» **AUSGANGSTEXT**:
Nun mag man einwenden, die Matura sei doch eine Prüfung und da ginge es um Leistungen, abgerufen und dann bewertet. Mag stimmen, aber eben nicht nur. Prüfungen erleben Schülerinnen und Schüler auch vorher - und werden mit ziemlicher Sicherheit auch später sich Prüfungssituationen stellen müssen. Theoretisch wäre es ja auch möglich, einem die Berechtigung, eine Universität zu besuchen, schon mit dem positiven Zeugnis der Abschlussklasse zuzusprechen. So wie jedes Jahr, mit der Zeugnisverteilung in der letzten Schulstunde, vielleicht ein paar freundliche Worte von einem Lehrer dazu, und dann, mit dem Läuten, wäre alles Notwendige getan.

» **ZU BEARBEITENDE AUFGABEN**:
A. Geben Sie aus dem Text über die Matura den Abschnitt zwischen „Nun mag man“ und „alles Notwendige getan.“ einschließlich wörtlich wieder.
B. Führen Sie den Text über die Matura nach seinem letzten Satz weiter.
Die nachstehenden Einträge haben mit dem Ausgangstext nichts zu tun.

Bilder zur Objektlokalisierung
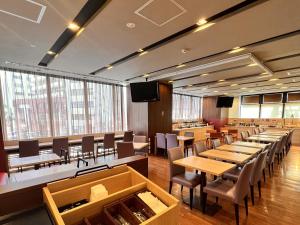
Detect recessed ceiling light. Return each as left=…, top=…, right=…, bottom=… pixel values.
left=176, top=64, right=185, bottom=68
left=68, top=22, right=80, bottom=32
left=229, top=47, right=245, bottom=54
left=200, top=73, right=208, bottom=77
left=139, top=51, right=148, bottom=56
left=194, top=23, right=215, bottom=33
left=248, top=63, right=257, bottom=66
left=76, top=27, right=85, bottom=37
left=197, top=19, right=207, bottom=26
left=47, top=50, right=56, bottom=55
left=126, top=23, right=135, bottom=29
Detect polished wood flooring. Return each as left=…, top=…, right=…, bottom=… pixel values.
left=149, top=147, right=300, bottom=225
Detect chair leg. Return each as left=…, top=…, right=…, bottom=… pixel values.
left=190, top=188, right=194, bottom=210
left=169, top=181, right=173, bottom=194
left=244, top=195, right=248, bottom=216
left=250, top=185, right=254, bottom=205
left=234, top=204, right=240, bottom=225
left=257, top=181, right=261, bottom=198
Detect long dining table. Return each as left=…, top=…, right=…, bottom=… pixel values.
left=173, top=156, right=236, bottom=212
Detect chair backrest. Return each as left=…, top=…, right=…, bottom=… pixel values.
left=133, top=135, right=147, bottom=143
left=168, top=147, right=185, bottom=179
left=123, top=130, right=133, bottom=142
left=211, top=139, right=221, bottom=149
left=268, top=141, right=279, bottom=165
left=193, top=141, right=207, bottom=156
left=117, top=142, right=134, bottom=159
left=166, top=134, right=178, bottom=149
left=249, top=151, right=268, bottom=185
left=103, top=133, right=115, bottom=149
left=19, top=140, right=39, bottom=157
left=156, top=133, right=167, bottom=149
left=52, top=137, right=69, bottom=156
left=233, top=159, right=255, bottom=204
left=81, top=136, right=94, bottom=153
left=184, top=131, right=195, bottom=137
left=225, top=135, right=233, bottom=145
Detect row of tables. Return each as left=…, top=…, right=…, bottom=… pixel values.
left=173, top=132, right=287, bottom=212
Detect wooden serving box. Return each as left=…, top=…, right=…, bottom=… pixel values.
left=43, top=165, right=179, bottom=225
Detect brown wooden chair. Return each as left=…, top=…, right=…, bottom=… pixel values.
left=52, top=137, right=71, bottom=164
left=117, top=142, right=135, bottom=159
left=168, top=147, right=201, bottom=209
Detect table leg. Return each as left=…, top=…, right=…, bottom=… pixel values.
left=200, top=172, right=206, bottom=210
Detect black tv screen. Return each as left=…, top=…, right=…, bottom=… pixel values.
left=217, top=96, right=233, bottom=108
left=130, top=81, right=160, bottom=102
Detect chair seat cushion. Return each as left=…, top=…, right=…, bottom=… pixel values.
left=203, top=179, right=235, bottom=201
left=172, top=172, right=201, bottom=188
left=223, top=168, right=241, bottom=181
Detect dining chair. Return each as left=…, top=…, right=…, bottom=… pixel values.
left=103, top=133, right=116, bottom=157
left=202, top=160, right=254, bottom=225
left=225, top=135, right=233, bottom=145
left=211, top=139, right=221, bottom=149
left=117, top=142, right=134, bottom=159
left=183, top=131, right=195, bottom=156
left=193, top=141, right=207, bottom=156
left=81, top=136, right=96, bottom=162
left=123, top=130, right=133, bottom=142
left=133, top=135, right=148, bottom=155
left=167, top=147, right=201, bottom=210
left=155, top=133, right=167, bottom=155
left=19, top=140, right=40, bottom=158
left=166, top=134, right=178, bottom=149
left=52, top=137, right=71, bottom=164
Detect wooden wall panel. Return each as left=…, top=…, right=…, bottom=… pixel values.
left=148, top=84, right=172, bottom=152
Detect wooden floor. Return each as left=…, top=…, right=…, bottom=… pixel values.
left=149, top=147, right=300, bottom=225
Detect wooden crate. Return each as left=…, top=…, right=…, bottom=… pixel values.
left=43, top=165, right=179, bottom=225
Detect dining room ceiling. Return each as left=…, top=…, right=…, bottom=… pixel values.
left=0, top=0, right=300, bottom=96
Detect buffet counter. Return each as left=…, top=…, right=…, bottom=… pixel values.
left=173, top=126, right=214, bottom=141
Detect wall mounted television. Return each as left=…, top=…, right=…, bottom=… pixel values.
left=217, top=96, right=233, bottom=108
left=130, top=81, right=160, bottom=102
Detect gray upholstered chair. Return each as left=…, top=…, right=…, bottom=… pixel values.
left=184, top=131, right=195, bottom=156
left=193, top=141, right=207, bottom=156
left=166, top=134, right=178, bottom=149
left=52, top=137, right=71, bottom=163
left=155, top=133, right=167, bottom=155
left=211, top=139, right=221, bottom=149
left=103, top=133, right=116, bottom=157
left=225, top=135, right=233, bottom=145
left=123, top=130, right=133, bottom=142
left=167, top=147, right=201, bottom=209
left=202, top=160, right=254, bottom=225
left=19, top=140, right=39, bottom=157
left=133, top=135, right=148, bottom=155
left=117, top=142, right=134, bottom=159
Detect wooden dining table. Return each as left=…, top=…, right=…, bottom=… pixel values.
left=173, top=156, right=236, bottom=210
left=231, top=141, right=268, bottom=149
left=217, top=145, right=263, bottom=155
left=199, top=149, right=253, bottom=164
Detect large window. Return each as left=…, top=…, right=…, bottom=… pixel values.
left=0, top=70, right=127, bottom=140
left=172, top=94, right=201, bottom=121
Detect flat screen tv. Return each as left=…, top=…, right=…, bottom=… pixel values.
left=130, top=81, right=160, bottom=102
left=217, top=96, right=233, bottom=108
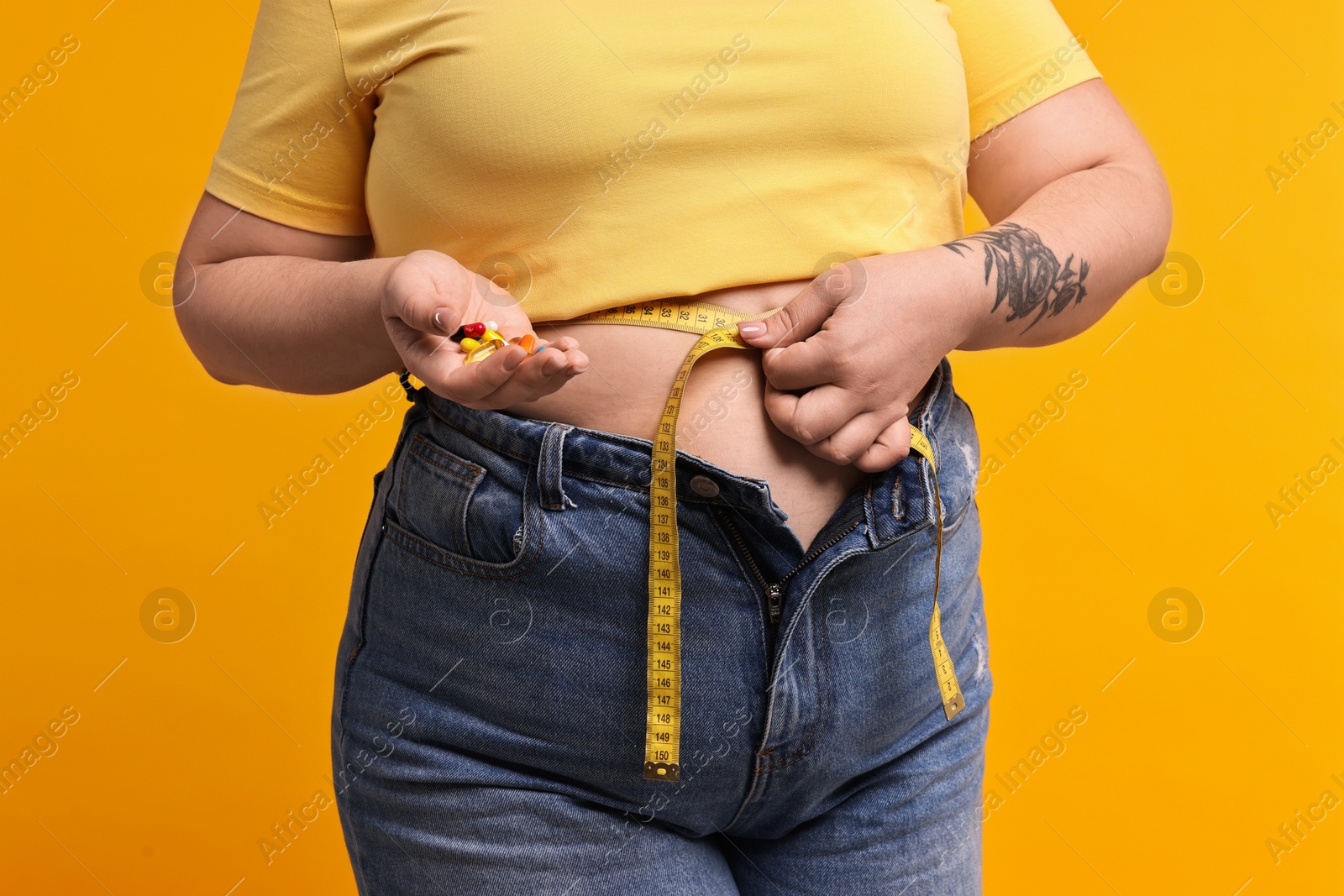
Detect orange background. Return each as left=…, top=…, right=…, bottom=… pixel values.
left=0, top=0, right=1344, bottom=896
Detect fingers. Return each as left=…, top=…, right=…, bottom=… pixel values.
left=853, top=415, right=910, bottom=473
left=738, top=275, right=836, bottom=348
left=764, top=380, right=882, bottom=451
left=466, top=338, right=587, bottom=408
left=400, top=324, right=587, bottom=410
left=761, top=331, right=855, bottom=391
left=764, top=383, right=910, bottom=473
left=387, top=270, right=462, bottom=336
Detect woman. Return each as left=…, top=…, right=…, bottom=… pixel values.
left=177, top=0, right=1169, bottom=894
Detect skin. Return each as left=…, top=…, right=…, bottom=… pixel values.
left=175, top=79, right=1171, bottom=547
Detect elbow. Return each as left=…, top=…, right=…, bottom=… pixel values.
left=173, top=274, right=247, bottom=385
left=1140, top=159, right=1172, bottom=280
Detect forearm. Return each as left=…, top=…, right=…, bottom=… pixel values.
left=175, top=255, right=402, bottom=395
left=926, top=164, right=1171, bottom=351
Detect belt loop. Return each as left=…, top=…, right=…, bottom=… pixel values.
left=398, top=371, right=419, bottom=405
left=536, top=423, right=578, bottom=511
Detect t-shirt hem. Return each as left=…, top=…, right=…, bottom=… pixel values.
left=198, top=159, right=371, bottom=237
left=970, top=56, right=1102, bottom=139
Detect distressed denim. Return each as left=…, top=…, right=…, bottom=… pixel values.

» **GELÖSTE AUFGABEN**:
A.
Nun mag man einwenden, die Matura sei doch eine Prüfung und da ginge es um Leistungen, abgerufen und dann bewertet. Mag stimmen, aber eben nicht nur. Prüfungen erleben Schülerinnen und Schüler auch vorher - und werden mit ziemlicher Sicherheit auch später sich Prüfungssituationen stellen müssen. Theoretisch wäre es ja auch möglich, einem die Berechtigung, eine Universität zu besuchen, schon mit dem positiven Zeugnis der Abschlussklasse zuzusprechen. So wie jedes Jahr, mit der Zeugnisverteilung in der letzten Schulstunde, vielleicht ein paar freundliche Worte von einem Lehrer dazu, und dann, mit dem Läuten, wäre alles Notwendige getan.

B.
Würde das geschehen, würden Schülerinnen und Schüler ganz sicher etwas vermissen - geht es doch bei der Matura, besonders bei der mündlichen, auch um die Präsentation dessen, was man selbst ist, wie man sich selbst sieht, und wie man gerne gesehen werden möchte. Dass der "Stoff" irgendwann einmal gelernt worden ist, kann mit dem Abschluss der achten Klasse wohl als vorausgesetzt angenommen werden. Aber dass eigenständig mit den zur Verfügung gestellten Inhalten oder auch den geübten Fähigkeiten umgegangen werden kann und wie das ganz persönlich getan wird, das ist doch das, was bei der Matura gezeigt werden will. Das gibt der Matura ihren Sinn - und macht sie zu einem Abenteuer, auf das man sich dann auch gerne einlässt.

Anders gesagt: Ich sehe die Reifeprüfung nicht als Abschluss, sondern als Beginn. Nicht als Zumutung sondern als ein Ereignis, bei dem dem Kandidaten, der Kandidatin vermittelt wird: Wir trauen dir etwas zu. Wir geben dir eine Plattform zu zeigen, wer du bist. Einen Moment, bei dem eigentlich nicht auf deine Leistung, sondern auf dein Potential geschaut wird. Potential, das bei jedem Menschen vorhanden ist, manchmal aber auch "herausgekitzelt" werden muss.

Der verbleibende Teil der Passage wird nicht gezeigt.